▸ **Seitentext**:
════

Grenzen eines linken Populismus

Diese Verdichtungen appellieren an ein kämpfendes und buntes »Volk der Linken« und sind mit dem Anspruch verbunden, ein eigenes Entwicklungsmodell für das ganze Land, das mit »denen unten« identifiziert wird und sich internationalistisch einbettet, zu haben - insofern führen zu können. Populistisch verdichten ist notwendig und populistische Verdichtungen greifen ebenso notwendig Leidenschaften und Gefühle auf: Liebe, Hass oder auch Sehnsucht nach Solidarität.

Populismus ist eine Art Politik zu machen, er ist im Kern weder links noch recht. Typisch »populistisch« ist die Polarisierung des politischen Raums in eine kritisierte Elite und ein dem gegenübergestelltes »gutes Volk«. Verbunden ist dies in der Regel mit idealisierenden Vergangenheitsbezügen, die enorm mobilisierend wirken können. In der Vergangenheit liegt gewissermaßen die ersehnte Gegenwart, rückwärtsprojezierte konkrete Utopien. Im Rechtspopulismus ist die Elitenkritik durchaus wichtig, es sind politische Eliten und einzelne ökonomisch Mächtige, vorzugsweise aus dem Finanzsektor, die das Volk verraten. Die Art dieser Elitenkritik gewinnt aber ihren Sinn durch das, was verraten wird. Es ist ein »Volk der Rechten«, das immer schon da war, das ethnisch oder kulturell bestimmt wird, das fleißig, ordnungsliebend und staatstragend ist, auch wenn der real existierende Staat und dessen Eliten es verrät. Dieses Volk soll kämpfen gegen die Eliten - als Volk-Nation, als Volk-Ordnung, als Volk-Staat und als Volk-Masse.

════

Einträge aus einem Datensatz
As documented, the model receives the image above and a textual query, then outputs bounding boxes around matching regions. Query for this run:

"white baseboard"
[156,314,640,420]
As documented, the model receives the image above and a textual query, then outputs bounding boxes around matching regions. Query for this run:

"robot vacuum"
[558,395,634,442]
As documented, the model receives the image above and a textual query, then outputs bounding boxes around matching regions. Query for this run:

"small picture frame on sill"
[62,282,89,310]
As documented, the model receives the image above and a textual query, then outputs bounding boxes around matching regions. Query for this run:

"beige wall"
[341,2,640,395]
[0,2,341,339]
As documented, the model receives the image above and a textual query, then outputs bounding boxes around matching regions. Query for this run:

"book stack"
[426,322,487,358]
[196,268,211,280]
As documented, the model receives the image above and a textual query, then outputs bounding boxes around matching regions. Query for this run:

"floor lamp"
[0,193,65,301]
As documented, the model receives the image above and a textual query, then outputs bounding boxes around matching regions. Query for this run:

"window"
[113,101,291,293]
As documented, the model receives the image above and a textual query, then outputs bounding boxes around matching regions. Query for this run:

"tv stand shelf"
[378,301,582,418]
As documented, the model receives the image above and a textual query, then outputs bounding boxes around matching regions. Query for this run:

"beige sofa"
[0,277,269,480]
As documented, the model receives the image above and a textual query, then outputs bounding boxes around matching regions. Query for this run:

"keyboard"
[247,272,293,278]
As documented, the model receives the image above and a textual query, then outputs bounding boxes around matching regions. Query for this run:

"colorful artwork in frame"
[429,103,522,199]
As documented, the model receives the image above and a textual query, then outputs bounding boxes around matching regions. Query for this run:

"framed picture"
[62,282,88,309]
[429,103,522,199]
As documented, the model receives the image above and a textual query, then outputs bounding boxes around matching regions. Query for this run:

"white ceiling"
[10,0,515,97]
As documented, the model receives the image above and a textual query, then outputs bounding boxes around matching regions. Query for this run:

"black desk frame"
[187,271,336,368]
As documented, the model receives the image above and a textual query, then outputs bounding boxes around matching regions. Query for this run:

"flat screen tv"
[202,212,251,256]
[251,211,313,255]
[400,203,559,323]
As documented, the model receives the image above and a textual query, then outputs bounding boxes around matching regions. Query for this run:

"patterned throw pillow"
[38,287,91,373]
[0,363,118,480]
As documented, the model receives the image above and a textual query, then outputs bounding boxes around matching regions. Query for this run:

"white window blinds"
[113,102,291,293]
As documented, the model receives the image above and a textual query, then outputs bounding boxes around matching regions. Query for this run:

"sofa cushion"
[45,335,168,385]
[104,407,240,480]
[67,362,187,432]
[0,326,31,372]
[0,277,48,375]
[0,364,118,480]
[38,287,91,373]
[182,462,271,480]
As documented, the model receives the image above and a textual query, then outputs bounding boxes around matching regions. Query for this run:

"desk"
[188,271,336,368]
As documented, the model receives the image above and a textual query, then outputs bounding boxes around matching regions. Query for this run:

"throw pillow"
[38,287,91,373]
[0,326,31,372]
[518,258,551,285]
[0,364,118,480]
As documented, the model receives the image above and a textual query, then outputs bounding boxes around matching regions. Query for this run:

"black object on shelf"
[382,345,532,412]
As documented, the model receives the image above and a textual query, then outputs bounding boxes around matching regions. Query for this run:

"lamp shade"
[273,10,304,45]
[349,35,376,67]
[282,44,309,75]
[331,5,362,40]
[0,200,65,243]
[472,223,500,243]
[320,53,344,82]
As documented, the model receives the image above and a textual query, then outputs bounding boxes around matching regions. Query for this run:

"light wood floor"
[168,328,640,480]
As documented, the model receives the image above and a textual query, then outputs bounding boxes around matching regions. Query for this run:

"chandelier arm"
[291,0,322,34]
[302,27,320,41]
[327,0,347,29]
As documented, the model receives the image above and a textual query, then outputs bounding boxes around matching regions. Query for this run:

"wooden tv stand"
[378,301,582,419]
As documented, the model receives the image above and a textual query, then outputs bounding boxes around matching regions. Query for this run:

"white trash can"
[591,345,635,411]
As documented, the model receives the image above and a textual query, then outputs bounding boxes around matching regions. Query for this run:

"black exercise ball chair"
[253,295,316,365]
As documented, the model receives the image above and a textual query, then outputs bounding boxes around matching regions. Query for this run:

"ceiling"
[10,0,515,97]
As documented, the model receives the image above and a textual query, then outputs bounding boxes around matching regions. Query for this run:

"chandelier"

════

▸ **Aufgabenübersicht**:
a - Was bezeichnet der Seitentext als typisch »populistisch«?
b - Zitieren Sie wörtlich aus dem Seitentext, von „Diese Verdichtungen appellieren“ bis „Sehnsucht nach Solidarität.“.

▸ **Lösungen im Einzelnen**:
a - Die Polarisierung des politischen Raums in eine kritisierte Elite und ein dem gegenübergestelltes »gutes Volk«.

b -
Diese Verdichtungen appellieren an ein kämpfendes und buntes »Volk der Linken« und sind mit dem Anspruch verbunden, ein eigenes Entwicklungsmodell für das ganze Land, das mit »denen unten« identifiziert wird und sich internationalistisch einbettet, zu haben - insofern führen zu können. Populistisch verdichten ist notwendig und populistische Verdichtungen greifen ebenso notwendig Leidenschaften und Gefühle auf: Liebe, Hass oder auch Sehnsucht nach Solidarität.